◆ Page extract:
## Start
FAQ Permalink to this section
Why key the namespace collapse map by URI instead of by prefix? Permalink to this section
Because the prefix is an arbitrary local alias the sender’s XML serializer chooses per document, while the URI is the actual namespace identity declared in the schema and is expected to stay constant across a schema version. A collapse map keyed by prefix breaks the first time a vendor’s translator regenerates prefixes, which happens more often than most integrations expect; a map keyed by URI survives prefix churn entirely and only needs updating when the vendor genuinely changes schema versions.
Should I flatten before or after validating with Pydantic? Permalink to this section
Flatten first, then validate the flattened row. A recursive flattener has no schema awareness — it cannot tell a required field from an optional one — so it should stay a pure structural transform. Validation, type coercion, and required-field enforcement belong to a typed contract downstream, as covered in Schema Validation Using Pydantic. Keeping the two concerns separate means a schema change only touches the validation layer, not the parsing code.
## End
◆ Exercise goal: Return the FAQ on namespace collapse maps and flattening in full, reproduced word for word. The listing has no role in any of this work.

◆ Recorded data:
## Start
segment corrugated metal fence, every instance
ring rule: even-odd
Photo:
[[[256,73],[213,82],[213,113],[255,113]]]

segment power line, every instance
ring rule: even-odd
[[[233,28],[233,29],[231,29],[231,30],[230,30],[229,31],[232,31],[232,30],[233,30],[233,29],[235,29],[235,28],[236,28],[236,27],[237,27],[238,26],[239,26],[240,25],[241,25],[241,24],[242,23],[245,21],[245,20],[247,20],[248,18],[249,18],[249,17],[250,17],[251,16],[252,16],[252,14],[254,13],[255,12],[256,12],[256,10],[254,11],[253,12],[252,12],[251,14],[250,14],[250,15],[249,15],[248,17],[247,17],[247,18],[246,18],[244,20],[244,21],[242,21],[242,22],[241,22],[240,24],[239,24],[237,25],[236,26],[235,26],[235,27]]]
## End
## Start
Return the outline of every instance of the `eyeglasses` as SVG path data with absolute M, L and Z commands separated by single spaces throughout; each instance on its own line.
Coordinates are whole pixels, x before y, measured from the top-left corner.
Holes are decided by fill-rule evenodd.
## End
◆ Result of this exercise:
FAQ Permalink to this section
Why key the namespace collapse map by URI instead of by prefix? Permalink to this section
Because the prefix is an arbitrary local alias the sender’s XML serializer chooses per document, while the URI is the actual namespace identity declared in the schema and is expected to stay constant across a schema version. A collapse map keyed by prefix breaks the first time a vendor’s translator regenerates prefixes, which happens more often than most integrations expect; a map keyed by URI survives prefix churn entirely and only needs updating when the vendor genuinely changes schema versions.
Should I flatten before or after validating with Pydantic? Permalink to this section
Flatten first, then validate the flattened row. A recursive flattener has no schema awareness — it cannot tell a required field from an optional one — so it should stay a pure structural transform. Validation, type coercion, and required-field enforcement belong to a typed contract downstream, as covered in Schema Validation Using Pydantic. Keeping the two concerns separate means a schema change only touches the validation layer, not the parsing code.